OBJECTIVES:
(a) In the forum thread, at what overall draft position does the post by aquaitious say Bibby was picked?
(b) Copy the forum thread word for word, from "## Hotlantadude198 (Jul" up to and including "so many times.".

# How good will Bibby be next season?!



## g-dog-rice (Jun 27, 2002)

How good will Mike Bibby be next season? Was this years playoffs luck? What will he average? We he be the second option now? Can he continue to torch pg's? How much money does he deserve? Personally I think he will only average about 14 ppg next year. Tell me your thoughts...


----------



## aquaitious (Jun 11, 2002)

He will be better then avarage, the guy stepped in when his team needed him, when Peja was injured, when Christie started to miss wide open lay ups, when Vlade was being fouled out in every game, and when Webber was scared to take a shot. He wasn't the number two overall pick for no reason.


----------



## Sir I Gotta Go (Jul 7, 2002)

16 ppg 
6 apg


----------



## hunterb14 (Jun 12, 2002)

He will be an above average player but he wont be a great player. I can see him score around 16-20ppg and 5 assists

Numbers of a good player not a great player. Bibby however will be their go to player in the clutch though.


----------



## ATLien (Jun 18, 2002)

PROJECTED STATS
17PPG, 7APG, 2SPG


----------



## g-dog-rice (Jun 27, 2002)

16.3 ppg, 5.0 apg, 1.2 spg, 3.4 rpg, 0.3 bpg, 37.1%FG, 82.8%FT, 35.5%3pt


----------



## Chops (May 30, 2002)

Who cares about the regular season? He'll probably get like 14 and 5 in the regular season and the Kings will win 60+ games. Then in the postseason, he will up it to 20 and 6....


----------



## dirk16 (Jun 21, 2002)

i think that he is already one of the top 5 pg's in the league. but i know that there are a lot of people that don't. i think if not after this year in two years everyone is gonna have him on their lists. 
i think he'll average around 15 and 4 and then 20 and 6 in the postseason.


----------



## ScottVdub (Jul 9, 2002)

Since the kings have alot of players on that team that can score I'm not quite sure of how much ppg hell average because Webber and Peja will both average 22+, and vlade and christie should score average 10-13 ppg, but bibby will get his shots, in the regular season he may be a more traditional point guard because most teams in the NBA cant beat them but in big games against rivals (lakers, spurs, mavs etc) I expect his game to step up because hes proven to be a big game player.


----------



## Hotlantadude198 (Jul 12, 2002)

Reg season 14/6
playoffs 17/8


----------



## Kyakko (Aug 14, 2002)

Is it me or does someone else feel the same... Regular Season don't count if you can make it to the playoffs. Bibby plays when he's under pressure. I don't care about his 14ppg but rather his 22ppg during the Playoffs and WHEN IT COUNTS. Unfortunately, that's more then I can say for Webber whom disappointed me all so many times.


----------



## couchtomato (Aug 14, 2002)

Kyakko, I totally agree with you. Reps are definitely made in the playoffs and this was Mike Bibby's year. I think he gained a new confidence that will carry over into next year. His fearlessness coupled with the near paralysis that overtook the rest of the Kings made his breakout all the more compelling. He now has the Kings management between a rock and a rock. I would say that even with his impressive performance he's not a MAX player. But his clutchness surely makes him more important than any other King so they MUST sign him. I think all of his regular season numbers will go up, especially points per game.


----------

SUPPLIED DATA:

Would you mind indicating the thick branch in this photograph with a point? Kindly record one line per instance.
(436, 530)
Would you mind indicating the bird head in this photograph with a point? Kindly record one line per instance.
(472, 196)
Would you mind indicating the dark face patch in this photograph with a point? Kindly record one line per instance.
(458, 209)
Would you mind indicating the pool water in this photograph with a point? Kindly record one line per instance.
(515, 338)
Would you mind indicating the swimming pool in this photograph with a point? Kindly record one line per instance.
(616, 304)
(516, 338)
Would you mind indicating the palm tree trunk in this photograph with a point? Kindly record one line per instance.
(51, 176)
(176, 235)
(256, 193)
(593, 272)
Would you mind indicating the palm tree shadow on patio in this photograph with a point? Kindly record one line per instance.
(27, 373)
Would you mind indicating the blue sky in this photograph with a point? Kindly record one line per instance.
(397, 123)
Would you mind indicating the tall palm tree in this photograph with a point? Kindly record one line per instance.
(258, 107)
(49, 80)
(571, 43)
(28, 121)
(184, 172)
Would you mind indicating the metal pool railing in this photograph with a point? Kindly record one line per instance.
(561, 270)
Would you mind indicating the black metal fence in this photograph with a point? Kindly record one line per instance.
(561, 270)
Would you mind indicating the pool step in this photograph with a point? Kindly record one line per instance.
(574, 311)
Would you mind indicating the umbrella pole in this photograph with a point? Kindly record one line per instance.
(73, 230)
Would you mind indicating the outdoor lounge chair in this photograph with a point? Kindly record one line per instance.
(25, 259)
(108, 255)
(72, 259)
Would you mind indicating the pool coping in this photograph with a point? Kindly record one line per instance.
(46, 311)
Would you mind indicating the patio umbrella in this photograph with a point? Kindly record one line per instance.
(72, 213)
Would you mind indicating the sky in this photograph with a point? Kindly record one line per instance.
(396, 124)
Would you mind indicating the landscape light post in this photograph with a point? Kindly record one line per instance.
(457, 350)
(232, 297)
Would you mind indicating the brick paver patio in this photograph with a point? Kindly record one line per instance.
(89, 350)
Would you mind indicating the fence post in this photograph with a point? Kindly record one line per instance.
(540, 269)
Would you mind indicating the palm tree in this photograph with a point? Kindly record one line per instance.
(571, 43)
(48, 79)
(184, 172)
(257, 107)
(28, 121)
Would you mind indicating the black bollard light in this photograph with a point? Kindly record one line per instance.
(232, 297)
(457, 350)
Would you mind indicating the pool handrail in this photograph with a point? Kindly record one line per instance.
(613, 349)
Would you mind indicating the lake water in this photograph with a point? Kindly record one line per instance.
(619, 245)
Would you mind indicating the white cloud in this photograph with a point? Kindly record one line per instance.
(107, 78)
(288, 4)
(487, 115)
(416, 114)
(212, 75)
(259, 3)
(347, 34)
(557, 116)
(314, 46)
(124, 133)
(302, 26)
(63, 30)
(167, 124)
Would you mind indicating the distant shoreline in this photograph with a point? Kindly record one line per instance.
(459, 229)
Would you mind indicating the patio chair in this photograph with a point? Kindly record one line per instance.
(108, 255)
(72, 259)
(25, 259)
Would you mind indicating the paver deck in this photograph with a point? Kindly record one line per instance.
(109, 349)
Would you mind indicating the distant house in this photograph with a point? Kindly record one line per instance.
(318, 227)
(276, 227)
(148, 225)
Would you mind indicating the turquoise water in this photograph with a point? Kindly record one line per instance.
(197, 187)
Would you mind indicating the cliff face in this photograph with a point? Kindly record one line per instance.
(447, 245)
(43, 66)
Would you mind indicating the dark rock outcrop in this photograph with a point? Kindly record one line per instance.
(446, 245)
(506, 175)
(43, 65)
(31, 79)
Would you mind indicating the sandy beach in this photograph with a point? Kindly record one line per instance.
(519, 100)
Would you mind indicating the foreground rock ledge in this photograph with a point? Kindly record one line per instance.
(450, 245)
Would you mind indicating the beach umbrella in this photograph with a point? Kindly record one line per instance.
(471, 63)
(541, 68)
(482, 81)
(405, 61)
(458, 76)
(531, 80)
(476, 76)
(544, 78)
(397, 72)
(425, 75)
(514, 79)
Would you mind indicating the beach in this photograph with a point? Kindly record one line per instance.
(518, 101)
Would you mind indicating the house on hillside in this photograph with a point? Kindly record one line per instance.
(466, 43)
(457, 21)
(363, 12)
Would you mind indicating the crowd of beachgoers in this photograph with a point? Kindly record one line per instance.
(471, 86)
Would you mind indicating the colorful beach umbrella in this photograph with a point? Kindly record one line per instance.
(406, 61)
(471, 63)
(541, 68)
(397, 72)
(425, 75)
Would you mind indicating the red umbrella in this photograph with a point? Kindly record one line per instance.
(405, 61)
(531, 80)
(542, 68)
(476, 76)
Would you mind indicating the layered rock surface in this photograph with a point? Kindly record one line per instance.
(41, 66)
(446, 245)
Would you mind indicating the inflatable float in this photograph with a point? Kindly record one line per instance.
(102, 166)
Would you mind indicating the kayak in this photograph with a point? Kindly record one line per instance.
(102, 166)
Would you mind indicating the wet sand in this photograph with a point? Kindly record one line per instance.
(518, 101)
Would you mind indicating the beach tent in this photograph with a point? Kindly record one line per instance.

SOLVED PROBLEMS:
(a) Number two overall.

(b)
## Hotlantadude198 (Jul 12, 2002)

Reg season 14/6
playoffs 17/8


----------



## Kyakko (Aug 14, 2002)

Is it me or does someone else feel the same... Regular Season don't count if you can make it to the playoffs. Bibby plays when he's under pressure. I don't care about his 14ppg but rather his 22ppg during the Playoffs and WHEN IT COUNTS. Unfortunately, that's more then I can say for Webber whom disappointed me all so many times.